> Directions: Repeat exactly, and only, the lines from the line containing "Note: for this drill, pin each instance of the foreground" through the last line of the records below, including both.

[Recorded data]
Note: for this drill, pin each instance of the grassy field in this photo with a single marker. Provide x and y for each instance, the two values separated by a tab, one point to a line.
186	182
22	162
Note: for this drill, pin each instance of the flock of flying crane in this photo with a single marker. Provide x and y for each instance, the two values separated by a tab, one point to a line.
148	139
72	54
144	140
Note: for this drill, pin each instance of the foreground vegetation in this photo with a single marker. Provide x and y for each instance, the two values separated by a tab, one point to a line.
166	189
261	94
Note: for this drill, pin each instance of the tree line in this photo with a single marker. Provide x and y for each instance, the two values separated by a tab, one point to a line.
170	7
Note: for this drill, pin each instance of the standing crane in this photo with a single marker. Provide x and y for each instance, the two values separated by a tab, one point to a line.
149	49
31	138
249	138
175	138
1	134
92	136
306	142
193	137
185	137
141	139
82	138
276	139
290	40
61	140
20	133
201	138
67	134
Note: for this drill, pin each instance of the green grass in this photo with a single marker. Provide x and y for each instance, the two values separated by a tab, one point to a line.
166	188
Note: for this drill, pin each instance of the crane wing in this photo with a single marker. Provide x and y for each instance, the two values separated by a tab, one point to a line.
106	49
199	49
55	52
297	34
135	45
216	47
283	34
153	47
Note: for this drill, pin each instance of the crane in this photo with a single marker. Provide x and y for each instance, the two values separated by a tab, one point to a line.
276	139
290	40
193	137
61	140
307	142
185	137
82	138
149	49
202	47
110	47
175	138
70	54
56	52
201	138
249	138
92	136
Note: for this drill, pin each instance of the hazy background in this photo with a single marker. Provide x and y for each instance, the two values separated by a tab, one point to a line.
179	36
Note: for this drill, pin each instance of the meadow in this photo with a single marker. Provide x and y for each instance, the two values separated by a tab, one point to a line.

> Written response:
Note: for this drill, pin each instance of the foreground vegetation in this photo with a single marker. Provide x and y for each instance, the two values separated by a tab, one point to a line.
166	189
261	94
Note: for this drill, pin each instance of the tree line in this photo with a single marker. Provide x and y for each instance, the two values separated by a tab, one point to a line.
170	7
Note: for this drill, pin each instance of the standing crane in this photo with a single marker. Provide x and y for each instance, the two values separated by a tab, one point to a line.
149	49
31	138
249	138
175	138
1	134
92	136
306	142
193	137
185	137
141	139
82	138
276	139
290	40
61	140
20	133
201	138
67	134
Note: for this drill, pin each instance of the green grass in this photo with a single marker. Provide x and y for each instance, the two values separated by a tab, one point to a line.
166	188
Note: for this drill, pin each instance of the crane wing in this photo with a single marker. Provide x and y for each instance, the two values separated by a tab, one point to a line.
106	49
199	49
55	52
297	34
135	45
216	47
283	34
153	47
Note: for this drill, pin each instance of the crane in this photo with a single marker. Provide x and y for each instance, the two values separated by a tab, one point to a line.
276	139
290	40
193	137
61	140
307	142
185	137
82	138
149	49
202	47
110	47
175	138
70	54
56	52
201	138
249	138
92	136
Note: for this drill, pin each instance of the hazy background in this photo with a single marker. Provide x and y for each instance, the two values separated by a tab, one point to a line.
179	36
Note: for this drill, pin each instance of the meadow in this photo with a single marker. Provide x and y for each instance, the two values separated by a tab, one point to a line.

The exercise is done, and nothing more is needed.